### TO DO
Beginning with the first line of the data below, reproduce every line unchanged, ending with the line that holds "like [(106, 11)].".

Point-per-instance localization data
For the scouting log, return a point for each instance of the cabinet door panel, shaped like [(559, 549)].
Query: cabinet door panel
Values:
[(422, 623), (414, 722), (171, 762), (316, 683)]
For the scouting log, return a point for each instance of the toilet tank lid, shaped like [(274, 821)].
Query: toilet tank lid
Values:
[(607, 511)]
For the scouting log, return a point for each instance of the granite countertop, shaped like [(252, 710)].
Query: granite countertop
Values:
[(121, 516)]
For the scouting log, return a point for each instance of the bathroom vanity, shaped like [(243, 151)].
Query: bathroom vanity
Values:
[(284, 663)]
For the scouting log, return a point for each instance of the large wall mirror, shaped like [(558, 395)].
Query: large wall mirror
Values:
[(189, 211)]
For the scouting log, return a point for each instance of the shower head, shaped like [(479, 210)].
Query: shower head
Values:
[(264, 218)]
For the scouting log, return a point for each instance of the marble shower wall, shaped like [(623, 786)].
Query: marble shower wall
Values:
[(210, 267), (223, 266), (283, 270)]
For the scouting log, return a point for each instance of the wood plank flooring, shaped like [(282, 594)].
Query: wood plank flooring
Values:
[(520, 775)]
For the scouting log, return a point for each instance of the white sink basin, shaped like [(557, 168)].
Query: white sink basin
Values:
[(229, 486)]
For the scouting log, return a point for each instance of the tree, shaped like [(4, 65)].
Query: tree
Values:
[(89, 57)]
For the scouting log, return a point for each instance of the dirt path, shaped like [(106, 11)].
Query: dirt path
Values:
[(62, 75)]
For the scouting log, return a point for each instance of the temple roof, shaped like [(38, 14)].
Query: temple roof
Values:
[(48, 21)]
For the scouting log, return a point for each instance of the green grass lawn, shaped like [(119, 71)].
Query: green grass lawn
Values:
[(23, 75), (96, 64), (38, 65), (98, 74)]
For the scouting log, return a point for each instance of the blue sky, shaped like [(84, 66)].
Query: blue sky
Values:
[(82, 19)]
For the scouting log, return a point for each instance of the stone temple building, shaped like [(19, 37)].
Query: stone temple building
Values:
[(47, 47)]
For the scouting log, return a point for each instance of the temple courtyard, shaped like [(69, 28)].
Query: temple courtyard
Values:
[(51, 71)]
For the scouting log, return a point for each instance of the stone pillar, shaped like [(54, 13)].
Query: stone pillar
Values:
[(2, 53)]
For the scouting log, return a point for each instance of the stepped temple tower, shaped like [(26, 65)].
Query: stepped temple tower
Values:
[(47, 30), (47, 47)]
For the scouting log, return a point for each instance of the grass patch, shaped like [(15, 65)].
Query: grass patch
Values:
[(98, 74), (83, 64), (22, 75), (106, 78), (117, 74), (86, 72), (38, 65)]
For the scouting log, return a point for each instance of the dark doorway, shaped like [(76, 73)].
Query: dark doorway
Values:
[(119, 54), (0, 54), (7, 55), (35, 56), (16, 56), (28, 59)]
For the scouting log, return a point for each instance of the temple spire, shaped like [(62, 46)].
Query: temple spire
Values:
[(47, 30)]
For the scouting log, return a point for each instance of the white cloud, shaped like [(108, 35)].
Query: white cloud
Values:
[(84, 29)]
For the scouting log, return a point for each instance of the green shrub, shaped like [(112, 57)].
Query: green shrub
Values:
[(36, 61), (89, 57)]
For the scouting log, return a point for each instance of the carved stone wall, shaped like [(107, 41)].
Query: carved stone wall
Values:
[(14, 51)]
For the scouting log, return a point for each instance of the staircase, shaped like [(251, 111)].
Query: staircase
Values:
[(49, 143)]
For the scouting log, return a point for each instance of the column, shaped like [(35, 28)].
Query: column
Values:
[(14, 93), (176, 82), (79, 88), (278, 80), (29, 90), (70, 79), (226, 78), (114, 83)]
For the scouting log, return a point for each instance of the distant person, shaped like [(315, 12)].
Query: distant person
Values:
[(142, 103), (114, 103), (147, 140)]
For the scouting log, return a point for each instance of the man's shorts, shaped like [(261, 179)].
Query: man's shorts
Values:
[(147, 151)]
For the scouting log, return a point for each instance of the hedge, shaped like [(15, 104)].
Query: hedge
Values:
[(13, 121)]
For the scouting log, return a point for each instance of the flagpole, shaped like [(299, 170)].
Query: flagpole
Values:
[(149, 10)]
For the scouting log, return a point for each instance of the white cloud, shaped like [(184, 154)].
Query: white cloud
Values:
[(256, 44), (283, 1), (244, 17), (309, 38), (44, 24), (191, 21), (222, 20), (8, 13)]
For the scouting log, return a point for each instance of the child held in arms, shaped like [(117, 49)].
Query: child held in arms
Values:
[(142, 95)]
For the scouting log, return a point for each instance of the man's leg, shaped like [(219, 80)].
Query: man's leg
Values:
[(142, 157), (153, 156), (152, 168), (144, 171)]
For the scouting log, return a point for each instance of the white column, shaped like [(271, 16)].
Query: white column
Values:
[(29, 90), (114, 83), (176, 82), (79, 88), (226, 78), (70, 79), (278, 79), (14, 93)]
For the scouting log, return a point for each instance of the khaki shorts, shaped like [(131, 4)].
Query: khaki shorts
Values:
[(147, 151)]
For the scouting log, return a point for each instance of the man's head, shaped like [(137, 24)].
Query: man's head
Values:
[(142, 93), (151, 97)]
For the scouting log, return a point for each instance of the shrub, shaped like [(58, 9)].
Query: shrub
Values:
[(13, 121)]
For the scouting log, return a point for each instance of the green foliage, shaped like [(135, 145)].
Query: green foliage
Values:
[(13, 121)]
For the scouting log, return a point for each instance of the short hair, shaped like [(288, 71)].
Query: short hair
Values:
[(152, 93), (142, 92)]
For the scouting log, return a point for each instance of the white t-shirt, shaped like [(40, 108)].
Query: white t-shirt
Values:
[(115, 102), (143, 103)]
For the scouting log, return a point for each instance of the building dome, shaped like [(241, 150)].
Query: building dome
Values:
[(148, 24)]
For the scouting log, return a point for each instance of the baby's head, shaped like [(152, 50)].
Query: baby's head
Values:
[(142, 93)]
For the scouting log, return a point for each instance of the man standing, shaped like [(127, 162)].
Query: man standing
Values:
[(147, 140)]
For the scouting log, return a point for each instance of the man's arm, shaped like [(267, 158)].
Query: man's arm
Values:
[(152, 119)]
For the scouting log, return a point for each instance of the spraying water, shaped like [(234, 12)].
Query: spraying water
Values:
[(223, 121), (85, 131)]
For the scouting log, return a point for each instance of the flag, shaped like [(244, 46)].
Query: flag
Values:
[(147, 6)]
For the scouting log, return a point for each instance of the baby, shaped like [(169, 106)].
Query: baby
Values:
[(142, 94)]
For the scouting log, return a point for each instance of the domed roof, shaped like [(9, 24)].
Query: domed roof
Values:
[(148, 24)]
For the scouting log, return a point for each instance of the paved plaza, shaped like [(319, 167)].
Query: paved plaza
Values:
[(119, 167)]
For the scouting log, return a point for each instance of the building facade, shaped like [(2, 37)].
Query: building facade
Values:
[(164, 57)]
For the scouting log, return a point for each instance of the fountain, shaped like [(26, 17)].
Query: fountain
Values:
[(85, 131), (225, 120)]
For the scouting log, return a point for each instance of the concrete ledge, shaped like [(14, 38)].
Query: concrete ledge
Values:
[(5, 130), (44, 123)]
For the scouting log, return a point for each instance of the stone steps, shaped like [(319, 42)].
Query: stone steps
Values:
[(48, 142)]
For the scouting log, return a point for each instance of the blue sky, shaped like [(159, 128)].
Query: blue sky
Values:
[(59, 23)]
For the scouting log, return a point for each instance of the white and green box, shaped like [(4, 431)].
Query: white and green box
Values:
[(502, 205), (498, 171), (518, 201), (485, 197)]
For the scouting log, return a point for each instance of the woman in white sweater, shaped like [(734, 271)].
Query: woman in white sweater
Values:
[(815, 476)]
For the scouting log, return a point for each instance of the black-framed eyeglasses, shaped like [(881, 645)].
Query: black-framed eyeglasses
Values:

### YOUR SOLUTION
For the scouting log, return a point for each instance of the cabinet door panel, shaped like [(559, 549)].
Query: cabinet door panel
Values:
[(422, 623), (414, 722), (171, 762), (316, 683)]
For the scouting log, return a point for each instance of the toilet tank lid, shaped like [(274, 821)].
Query: toilet tank lid
Values:
[(607, 511)]
For the scouting log, return a point for each instance of the granite countertop, shaped like [(252, 710)].
Query: granite countertop
Values:
[(121, 516)]
For the scouting log, return a point for each instance of the bathroom vanity, shaped like [(243, 151)].
Query: bathroom vanity
Values:
[(284, 663)]
For the scouting log, return a point for each instance of the large wall mirror, shaped like [(558, 395)].
Query: large wall mirror
Values:
[(189, 211)]
For the scouting log, return a point for each instance of the shower head, shaped like [(479, 210)].
Query: shower head
Values:
[(264, 218)]
For the scouting log, return a point for each instance of the marble shower wall, shaped like [(623, 786)].
Query: marble shower wall
Values:
[(210, 267), (223, 266), (283, 270)]
For the scouting log, return a point for each instance of the wood plank flooring, shaped like [(282, 594)].
Query: wood plank flooring
Values:
[(520, 775)]
For the scouting log, return a point for each instance of the white sink basin, shaped like [(557, 168)].
Query: white sink basin
Values:
[(229, 486)]
For the scouting log, return a point for each instance of the tree, shaped like [(4, 65)].
Query: tree
Values:
[(89, 57)]
For the scouting log, return a point for each instance of the dirt path, shaped like [(106, 11)].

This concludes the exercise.